◆ EXERCISE TEXT ◆
|---|

Purpose: To assess the impact of a multicomponent intervention on 30-day hospital readmissions in a group of primary care practices that undertook practice transformation, compared with rates in usual-care practices that admitted patients to the same hospital service.
Methods: Four primary care clinics enhanced patient care coordination with care managers and inpatient care teams, and developed and used hospital readmission reports to monitor readmission rates. Patient readmissions to the hospital were analyzed over a 12-month period from May 2012 through April 2013, among patients who fell into 2 groups. Group 1 patients were those cared for by the primary care clinics that implemented transformation activities and who were admitted to the hospital associated with the practices. Group 2 patients were seen at clinics in the same catchment area that did not undertake any known practice redesign activities (usual care group).
Results: A total of 961 patients were included in analyses; 685 (71.3%) were in Group 1, and 276 (28.7%) were in Group 2. Readmissions among Group 1 patients decreased from 27% to 7.1% (P=.02), and readmissions in Group 2 were variable with a nonsignificant trend (P=.53). The unadjusted regression model that compared the interaction between Group 1 and Group 2 patients found a significant difference in readmissions (P=.05).
Conclusion: Developing a multicomponent intervention appears to have a significant impact on reducing hospital readmissions. Primary care groups seeking to reduce hospital readmissions should consider implementing similar processes.

|---|

◆ SOURCE MATERIAL ◆
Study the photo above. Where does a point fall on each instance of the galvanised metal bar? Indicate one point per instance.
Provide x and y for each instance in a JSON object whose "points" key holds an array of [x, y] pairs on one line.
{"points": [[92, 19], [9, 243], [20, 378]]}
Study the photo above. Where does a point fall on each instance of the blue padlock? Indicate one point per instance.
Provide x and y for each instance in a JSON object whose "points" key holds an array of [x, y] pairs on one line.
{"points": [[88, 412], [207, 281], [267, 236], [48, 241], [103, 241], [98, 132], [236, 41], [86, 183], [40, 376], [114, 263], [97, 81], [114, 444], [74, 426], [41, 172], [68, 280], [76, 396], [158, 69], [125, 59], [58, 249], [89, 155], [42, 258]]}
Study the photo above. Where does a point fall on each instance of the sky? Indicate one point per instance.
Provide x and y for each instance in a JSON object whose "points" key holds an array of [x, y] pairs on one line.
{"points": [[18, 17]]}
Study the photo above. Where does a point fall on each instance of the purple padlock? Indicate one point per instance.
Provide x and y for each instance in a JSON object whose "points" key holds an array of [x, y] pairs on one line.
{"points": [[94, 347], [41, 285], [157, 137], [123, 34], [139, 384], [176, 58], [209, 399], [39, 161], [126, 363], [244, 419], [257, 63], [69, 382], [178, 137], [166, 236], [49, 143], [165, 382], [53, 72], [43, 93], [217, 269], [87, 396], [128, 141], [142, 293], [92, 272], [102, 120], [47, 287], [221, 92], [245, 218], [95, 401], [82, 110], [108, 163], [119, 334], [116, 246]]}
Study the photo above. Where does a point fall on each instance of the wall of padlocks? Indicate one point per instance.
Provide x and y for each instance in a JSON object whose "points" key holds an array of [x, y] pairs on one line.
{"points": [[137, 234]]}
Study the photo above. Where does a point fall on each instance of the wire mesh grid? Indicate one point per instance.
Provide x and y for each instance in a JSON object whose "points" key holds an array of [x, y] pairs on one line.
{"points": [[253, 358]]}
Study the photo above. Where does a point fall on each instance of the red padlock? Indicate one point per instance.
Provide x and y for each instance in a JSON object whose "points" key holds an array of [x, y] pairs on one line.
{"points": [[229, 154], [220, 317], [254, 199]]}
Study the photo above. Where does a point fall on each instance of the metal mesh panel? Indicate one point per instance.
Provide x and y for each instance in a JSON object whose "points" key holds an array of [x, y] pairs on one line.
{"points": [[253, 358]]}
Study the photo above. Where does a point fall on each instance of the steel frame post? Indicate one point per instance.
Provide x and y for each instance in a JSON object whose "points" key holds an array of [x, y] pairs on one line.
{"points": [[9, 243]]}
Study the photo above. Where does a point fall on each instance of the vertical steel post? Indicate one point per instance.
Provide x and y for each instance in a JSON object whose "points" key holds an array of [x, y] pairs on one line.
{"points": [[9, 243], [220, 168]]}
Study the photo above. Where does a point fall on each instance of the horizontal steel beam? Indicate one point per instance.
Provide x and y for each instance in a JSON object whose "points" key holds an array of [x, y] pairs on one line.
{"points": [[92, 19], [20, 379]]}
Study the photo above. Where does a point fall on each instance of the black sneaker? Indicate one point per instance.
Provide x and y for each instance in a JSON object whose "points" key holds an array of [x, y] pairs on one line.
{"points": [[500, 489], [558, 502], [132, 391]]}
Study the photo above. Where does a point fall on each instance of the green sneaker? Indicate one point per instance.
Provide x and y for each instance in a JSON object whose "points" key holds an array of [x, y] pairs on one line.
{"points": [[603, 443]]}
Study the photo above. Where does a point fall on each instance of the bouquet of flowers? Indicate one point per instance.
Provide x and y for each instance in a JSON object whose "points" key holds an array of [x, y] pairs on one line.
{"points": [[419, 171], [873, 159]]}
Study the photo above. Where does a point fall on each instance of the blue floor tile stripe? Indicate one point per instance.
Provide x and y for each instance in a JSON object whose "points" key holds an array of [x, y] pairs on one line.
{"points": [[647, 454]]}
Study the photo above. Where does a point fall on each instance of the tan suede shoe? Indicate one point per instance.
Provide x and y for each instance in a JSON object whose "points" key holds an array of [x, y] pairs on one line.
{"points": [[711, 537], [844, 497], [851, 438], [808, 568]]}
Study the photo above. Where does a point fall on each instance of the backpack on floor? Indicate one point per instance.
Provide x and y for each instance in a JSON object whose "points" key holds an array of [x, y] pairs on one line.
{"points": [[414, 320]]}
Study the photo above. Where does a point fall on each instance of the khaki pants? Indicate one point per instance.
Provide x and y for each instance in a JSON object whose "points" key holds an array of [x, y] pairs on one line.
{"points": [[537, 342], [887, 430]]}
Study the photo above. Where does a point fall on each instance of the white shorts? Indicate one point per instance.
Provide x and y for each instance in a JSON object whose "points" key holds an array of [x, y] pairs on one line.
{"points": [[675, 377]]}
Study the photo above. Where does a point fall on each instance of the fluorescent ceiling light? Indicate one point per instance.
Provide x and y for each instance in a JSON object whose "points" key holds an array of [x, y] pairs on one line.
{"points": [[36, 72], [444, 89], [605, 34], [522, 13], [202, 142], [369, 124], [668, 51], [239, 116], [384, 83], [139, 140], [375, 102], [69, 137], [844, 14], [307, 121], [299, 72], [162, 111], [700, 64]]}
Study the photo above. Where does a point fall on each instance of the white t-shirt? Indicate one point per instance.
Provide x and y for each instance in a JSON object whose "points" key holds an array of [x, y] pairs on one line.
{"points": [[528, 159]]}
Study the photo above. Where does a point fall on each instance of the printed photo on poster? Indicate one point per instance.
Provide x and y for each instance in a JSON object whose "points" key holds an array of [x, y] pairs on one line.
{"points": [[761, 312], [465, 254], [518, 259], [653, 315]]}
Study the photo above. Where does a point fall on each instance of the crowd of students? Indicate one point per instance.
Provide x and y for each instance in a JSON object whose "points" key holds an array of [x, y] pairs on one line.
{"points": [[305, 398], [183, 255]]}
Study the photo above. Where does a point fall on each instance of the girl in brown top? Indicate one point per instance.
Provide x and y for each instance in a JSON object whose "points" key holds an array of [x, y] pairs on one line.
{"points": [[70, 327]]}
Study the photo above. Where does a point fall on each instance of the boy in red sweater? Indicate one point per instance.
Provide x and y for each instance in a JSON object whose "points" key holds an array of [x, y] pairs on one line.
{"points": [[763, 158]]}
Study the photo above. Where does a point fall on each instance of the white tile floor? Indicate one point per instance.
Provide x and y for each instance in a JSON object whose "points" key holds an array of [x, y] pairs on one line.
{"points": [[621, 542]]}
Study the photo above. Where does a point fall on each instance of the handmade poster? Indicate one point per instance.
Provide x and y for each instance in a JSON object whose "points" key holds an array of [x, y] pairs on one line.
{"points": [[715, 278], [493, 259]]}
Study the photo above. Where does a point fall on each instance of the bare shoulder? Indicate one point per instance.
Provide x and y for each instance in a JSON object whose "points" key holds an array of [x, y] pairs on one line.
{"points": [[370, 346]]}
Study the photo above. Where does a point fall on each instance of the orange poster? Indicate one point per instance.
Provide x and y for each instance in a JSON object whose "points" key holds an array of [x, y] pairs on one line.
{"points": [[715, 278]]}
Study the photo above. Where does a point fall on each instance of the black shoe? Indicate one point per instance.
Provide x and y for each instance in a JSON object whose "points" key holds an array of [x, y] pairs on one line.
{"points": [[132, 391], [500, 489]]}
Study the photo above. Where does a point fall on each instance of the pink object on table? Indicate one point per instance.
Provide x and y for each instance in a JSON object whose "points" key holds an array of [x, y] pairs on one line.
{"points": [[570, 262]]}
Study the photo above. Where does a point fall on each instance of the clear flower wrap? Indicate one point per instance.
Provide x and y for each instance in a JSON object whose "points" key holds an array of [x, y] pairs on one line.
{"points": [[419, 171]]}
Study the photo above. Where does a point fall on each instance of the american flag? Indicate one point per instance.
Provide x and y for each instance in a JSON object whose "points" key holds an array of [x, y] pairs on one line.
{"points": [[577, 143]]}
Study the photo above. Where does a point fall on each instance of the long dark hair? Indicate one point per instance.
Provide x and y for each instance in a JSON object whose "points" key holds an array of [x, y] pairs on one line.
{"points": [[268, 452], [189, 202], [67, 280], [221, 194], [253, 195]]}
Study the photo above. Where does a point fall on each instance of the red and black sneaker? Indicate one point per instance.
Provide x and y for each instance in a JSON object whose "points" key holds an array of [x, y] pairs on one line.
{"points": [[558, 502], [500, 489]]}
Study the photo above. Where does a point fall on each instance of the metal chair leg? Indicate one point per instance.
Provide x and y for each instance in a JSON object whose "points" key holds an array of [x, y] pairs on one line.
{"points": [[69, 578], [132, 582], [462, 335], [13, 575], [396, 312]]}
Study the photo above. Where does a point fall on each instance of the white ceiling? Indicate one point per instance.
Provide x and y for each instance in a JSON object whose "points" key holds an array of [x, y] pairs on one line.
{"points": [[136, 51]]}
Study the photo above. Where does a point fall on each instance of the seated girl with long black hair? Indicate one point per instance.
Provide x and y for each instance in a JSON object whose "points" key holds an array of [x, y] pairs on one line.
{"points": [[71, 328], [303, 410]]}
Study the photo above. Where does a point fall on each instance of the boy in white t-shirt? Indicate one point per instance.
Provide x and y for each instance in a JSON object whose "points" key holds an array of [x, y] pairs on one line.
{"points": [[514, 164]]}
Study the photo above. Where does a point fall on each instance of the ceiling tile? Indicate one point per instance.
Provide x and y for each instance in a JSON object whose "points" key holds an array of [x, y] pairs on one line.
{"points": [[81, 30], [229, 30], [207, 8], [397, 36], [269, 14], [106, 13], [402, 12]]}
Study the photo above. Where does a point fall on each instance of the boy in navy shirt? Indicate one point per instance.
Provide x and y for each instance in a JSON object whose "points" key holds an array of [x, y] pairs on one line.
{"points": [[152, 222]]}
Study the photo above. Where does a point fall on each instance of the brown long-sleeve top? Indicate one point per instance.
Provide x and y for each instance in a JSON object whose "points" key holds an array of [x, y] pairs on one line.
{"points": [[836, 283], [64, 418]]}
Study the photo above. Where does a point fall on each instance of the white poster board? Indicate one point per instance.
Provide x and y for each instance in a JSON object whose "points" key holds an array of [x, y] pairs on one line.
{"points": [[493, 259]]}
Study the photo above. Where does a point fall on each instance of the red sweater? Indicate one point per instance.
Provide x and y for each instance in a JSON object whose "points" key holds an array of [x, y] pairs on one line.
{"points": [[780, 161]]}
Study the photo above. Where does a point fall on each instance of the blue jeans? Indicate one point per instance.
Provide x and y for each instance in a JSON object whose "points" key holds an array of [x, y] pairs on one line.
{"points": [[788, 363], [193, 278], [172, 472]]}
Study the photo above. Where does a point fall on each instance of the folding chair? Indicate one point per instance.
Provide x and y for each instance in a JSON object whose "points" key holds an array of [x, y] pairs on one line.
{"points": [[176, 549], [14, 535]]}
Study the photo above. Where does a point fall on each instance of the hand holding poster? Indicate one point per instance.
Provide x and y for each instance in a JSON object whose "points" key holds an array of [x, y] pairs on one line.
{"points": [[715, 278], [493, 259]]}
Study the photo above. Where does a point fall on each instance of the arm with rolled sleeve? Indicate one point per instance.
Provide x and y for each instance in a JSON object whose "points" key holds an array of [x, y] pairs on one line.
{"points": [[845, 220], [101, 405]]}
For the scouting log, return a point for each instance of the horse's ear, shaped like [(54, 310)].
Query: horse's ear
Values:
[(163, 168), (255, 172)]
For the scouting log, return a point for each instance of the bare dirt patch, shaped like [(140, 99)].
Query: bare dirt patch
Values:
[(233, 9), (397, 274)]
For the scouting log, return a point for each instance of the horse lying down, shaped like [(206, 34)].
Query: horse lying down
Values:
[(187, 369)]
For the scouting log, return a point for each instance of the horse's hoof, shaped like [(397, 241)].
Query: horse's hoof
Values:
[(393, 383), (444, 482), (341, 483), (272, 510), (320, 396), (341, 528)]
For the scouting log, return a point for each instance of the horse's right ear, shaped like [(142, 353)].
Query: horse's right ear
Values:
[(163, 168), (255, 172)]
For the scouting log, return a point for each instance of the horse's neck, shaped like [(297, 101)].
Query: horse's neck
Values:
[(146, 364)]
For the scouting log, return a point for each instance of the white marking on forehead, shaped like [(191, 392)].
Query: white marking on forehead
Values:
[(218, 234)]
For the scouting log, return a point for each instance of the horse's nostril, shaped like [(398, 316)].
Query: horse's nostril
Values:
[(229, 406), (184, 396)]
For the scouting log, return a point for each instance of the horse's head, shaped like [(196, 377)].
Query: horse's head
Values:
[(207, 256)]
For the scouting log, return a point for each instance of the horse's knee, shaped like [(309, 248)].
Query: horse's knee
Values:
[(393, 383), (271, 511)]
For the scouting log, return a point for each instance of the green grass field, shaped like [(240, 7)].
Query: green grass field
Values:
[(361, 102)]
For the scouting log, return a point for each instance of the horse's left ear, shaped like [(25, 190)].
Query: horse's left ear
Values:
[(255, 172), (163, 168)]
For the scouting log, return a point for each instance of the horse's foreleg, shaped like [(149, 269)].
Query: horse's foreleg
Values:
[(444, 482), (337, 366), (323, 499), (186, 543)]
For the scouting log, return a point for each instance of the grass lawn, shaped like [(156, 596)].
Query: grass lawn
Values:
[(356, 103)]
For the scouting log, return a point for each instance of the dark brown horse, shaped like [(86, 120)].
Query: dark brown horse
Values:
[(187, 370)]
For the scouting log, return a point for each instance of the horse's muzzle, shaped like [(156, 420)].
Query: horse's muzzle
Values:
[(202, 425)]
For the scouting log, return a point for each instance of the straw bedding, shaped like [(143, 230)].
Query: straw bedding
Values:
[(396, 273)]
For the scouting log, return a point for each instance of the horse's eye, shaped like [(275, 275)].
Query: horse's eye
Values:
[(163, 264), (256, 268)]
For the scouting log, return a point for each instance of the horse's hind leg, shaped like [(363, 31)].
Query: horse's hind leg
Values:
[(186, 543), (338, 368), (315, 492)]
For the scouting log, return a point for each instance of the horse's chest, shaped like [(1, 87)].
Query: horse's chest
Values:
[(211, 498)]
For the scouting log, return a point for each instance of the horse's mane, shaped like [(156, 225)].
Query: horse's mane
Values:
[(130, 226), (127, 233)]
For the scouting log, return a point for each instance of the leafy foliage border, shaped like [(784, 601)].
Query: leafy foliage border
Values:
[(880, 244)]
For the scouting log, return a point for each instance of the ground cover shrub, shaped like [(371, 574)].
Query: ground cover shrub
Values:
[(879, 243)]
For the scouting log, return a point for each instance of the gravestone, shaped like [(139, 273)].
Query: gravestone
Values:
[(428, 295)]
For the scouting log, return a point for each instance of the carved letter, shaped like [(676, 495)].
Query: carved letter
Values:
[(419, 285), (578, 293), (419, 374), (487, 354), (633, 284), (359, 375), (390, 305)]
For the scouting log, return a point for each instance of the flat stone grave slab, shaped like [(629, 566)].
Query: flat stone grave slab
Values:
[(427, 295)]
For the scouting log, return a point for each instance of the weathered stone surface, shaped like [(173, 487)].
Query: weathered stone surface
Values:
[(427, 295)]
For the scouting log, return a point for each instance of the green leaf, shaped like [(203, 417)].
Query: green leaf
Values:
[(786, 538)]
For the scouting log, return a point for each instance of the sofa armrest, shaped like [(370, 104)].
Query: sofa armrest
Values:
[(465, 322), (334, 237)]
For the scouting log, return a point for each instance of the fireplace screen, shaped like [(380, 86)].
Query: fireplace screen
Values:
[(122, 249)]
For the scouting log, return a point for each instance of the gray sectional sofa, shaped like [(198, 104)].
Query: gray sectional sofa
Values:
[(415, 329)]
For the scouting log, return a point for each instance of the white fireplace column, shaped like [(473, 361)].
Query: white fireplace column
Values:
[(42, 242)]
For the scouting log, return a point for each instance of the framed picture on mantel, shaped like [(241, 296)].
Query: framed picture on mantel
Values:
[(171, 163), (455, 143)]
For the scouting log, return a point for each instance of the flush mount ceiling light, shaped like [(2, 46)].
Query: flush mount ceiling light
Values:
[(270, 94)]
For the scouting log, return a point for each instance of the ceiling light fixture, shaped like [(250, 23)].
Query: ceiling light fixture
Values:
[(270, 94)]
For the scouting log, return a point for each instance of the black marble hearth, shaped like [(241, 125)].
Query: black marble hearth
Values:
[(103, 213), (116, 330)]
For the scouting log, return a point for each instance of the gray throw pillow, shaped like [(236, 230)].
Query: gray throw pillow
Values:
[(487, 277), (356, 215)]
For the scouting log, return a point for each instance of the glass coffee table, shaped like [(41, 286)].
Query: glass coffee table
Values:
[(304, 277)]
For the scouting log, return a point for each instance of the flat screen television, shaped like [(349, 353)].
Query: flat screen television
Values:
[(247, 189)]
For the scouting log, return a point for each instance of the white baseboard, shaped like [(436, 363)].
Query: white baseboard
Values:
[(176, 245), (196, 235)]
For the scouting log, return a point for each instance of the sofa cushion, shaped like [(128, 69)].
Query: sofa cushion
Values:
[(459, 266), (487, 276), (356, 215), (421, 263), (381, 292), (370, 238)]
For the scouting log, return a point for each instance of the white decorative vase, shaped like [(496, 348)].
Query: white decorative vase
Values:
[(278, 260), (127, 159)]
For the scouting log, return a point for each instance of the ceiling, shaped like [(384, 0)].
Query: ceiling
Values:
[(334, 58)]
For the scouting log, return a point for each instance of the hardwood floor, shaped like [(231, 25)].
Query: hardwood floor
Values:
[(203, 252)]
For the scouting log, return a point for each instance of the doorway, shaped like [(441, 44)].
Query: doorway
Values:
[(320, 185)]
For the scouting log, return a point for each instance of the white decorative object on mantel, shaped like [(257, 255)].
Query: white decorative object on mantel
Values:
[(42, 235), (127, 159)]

|---|

◆ AIM OF THE EXERCISE ◆
Could you retype the readmissions abstract word for word, everything from "Results: A total" down to "implementing similar processes."? The listing plays no part in this exercise.

◆ COMPLETED EXERCISE ◆
Results: A total of 961 patients were included in analyses; 685 (71.3%) were in Group 1, and 276 (28.7%) were in Group 2. Readmissions among Group 1 patients decreased from 27% to 7.1% (P=.02), and readmissions in Group 2 were variable with a nonsignificant trend (P=.53). The unadjusted regression model that compared the interaction between Group 1 and Group 2 patients found a significant difference in readmissions (P=.05).
Conclusion: Developing a multicomponent intervention appears to have a significant impact on reducing hospital readmissions. Primary care groups seeking to reduce hospital readmissions should consider implementing similar processes.